Directive → Beginning with the line where "pane, written as integer pixel values." appears, repeat every remaining line of the entries exactly, the last line included.
----------------
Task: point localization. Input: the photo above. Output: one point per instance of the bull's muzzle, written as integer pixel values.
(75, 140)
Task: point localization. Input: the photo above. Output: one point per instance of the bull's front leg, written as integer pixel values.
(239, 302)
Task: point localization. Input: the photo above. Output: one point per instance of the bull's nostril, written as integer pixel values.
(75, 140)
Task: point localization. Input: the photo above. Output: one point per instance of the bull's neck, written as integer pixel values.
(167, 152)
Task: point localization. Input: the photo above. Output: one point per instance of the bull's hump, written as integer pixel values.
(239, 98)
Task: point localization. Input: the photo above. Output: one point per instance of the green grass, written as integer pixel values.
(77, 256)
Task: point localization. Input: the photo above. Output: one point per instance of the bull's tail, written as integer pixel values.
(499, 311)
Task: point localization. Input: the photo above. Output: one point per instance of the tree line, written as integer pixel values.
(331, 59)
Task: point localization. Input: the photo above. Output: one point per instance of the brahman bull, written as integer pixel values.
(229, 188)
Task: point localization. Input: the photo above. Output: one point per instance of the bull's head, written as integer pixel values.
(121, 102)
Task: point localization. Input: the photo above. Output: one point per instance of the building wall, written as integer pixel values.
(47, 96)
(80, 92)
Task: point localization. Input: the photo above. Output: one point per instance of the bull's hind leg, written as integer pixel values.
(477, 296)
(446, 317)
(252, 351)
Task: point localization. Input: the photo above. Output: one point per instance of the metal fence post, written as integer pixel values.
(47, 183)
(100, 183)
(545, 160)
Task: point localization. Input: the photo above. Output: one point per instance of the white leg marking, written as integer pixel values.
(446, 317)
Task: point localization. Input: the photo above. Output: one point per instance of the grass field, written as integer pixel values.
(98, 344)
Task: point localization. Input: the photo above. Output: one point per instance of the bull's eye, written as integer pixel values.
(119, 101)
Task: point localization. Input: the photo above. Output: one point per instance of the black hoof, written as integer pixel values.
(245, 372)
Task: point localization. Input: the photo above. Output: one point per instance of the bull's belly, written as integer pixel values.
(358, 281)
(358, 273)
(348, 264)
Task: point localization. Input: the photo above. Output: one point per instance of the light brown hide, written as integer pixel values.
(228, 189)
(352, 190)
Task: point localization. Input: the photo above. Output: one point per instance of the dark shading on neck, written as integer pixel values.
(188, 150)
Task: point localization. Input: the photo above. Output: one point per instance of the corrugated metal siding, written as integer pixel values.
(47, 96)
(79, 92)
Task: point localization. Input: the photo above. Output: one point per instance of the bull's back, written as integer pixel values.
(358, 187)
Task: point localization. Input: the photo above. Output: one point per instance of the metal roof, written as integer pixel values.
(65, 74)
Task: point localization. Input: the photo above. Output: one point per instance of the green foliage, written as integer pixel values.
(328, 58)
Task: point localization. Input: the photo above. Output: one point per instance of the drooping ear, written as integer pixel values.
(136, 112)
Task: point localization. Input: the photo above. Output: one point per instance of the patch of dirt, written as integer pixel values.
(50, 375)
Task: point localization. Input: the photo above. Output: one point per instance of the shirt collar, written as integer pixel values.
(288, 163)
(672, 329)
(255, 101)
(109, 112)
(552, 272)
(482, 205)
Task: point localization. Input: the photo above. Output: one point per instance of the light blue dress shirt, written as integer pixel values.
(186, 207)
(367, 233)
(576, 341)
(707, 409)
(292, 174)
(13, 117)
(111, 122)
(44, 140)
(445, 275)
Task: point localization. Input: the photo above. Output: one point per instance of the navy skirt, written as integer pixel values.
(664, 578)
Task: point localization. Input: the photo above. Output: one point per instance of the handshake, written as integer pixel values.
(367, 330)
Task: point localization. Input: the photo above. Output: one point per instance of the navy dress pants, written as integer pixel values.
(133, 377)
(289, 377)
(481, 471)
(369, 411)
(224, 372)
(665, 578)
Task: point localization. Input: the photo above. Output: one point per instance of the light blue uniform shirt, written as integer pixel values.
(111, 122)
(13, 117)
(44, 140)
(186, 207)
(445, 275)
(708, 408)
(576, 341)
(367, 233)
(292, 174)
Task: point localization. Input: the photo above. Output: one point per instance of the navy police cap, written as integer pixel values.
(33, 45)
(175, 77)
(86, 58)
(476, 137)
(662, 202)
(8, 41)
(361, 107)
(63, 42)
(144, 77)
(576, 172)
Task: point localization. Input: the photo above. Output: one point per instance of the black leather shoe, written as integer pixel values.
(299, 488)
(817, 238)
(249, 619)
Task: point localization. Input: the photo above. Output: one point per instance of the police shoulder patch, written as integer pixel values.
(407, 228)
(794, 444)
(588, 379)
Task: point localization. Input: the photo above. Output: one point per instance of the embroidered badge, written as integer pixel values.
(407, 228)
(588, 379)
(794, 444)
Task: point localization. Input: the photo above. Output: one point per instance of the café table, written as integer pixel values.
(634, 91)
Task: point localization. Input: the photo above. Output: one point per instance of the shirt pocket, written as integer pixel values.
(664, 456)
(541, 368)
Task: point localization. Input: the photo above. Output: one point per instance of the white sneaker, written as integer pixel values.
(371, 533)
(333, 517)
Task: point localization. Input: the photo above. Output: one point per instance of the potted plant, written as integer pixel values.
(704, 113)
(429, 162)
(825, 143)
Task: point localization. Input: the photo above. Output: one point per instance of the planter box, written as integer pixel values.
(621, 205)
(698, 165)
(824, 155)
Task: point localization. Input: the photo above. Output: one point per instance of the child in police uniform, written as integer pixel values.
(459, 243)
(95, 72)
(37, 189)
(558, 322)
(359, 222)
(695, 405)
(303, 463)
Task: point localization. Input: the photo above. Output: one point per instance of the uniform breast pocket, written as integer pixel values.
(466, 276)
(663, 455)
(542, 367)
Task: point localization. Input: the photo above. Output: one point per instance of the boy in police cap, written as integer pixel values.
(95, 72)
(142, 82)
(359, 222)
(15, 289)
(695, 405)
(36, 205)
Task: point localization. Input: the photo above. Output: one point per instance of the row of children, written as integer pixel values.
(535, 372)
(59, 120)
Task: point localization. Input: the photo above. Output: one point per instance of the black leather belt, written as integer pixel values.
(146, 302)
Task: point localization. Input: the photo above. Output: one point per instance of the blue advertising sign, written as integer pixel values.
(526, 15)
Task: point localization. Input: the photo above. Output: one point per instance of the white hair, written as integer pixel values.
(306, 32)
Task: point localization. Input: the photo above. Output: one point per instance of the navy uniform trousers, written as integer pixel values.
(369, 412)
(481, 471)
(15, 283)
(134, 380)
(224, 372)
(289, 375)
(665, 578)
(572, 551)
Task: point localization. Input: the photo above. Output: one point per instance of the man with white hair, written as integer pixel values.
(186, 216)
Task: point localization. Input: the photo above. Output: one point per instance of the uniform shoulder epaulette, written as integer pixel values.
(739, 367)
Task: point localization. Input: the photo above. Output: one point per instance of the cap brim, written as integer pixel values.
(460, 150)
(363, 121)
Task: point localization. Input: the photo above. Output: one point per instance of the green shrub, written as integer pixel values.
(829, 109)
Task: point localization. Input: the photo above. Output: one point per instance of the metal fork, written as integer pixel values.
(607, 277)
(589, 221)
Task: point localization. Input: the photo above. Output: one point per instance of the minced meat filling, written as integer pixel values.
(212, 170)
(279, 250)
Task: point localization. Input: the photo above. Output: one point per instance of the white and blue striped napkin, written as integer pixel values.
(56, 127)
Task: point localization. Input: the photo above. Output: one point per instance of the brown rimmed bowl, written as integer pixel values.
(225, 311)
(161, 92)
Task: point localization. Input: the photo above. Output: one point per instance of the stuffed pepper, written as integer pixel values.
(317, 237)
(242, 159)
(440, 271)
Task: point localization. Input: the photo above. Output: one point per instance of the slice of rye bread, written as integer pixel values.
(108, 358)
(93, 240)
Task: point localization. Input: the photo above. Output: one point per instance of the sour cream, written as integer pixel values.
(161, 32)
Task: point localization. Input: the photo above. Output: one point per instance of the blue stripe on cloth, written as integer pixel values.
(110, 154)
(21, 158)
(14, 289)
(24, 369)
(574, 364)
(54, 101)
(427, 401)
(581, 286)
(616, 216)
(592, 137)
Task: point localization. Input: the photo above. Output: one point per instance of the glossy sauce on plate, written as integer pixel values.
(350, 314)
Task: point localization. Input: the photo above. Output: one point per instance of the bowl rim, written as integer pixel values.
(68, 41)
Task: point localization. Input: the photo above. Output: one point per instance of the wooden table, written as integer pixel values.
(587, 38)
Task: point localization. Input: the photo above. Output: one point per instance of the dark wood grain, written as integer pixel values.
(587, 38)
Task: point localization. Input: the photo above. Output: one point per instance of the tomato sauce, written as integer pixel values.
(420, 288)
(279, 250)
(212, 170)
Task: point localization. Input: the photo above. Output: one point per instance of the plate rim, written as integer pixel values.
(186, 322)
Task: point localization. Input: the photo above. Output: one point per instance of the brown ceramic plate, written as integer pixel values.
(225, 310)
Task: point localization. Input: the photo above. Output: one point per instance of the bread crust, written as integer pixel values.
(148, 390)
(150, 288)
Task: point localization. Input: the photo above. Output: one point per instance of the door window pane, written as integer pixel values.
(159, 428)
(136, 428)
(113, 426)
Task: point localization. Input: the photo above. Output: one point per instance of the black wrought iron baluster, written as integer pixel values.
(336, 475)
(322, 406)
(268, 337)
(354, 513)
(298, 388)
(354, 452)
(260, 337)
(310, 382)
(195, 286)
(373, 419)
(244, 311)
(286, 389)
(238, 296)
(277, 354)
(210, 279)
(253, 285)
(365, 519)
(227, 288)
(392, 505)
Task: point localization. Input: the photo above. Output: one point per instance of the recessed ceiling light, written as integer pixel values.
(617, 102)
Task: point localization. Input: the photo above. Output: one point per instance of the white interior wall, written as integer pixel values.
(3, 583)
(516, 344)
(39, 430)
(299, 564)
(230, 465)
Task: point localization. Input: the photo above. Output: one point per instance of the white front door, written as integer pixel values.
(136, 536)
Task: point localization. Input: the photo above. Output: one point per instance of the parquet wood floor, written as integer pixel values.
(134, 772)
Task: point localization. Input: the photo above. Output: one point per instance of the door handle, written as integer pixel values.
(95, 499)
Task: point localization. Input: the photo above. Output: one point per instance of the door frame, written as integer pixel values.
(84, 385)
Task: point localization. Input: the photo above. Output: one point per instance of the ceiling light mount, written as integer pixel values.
----------------
Full answer →
Task: point localization. Input: the photo above. Output: one point per instance of the door window pane, written as integer pixel values.
(159, 428)
(136, 428)
(113, 426)
Task: point localization. Input: the photo above. Output: one point per instance of the black wrought iron baluster, written as integer pixel values.
(336, 475)
(322, 406)
(268, 337)
(354, 513)
(298, 388)
(354, 452)
(260, 337)
(310, 382)
(195, 286)
(373, 419)
(244, 311)
(286, 389)
(238, 296)
(277, 354)
(210, 279)
(253, 285)
(365, 519)
(227, 288)
(392, 505)
Task: point localization. Input: the photo above. Output: one point per instance of the recessed ceiling light, written as integer pixel values.
(617, 102)
Task: point localization. Input: the photo above. Output: one point per instance of the white interior wall, written as integer pixel values.
(3, 583)
(516, 344)
(39, 430)
(299, 564)
(230, 465)
Task: point localization. Input: the photo above. Output: one point per instance of the white front door, written as integer pixel values.
(136, 536)
Task: point localization. Input: the photo above. Output: one point per instance of the parquet wood floor, written as integer pixel values.
(134, 772)
Task: point localization. Input: the photo above. Output: one point per instance of the door handle, written as integer pixel values.
(95, 499)
Task: point localization. Input: the photo above. Output: one point per instance of the door frame, written as integer pixel values.
(84, 385)
Task: point localization. Input: the photo above. Output: one point per instance of the ceiling light mount, written as integer pixel values.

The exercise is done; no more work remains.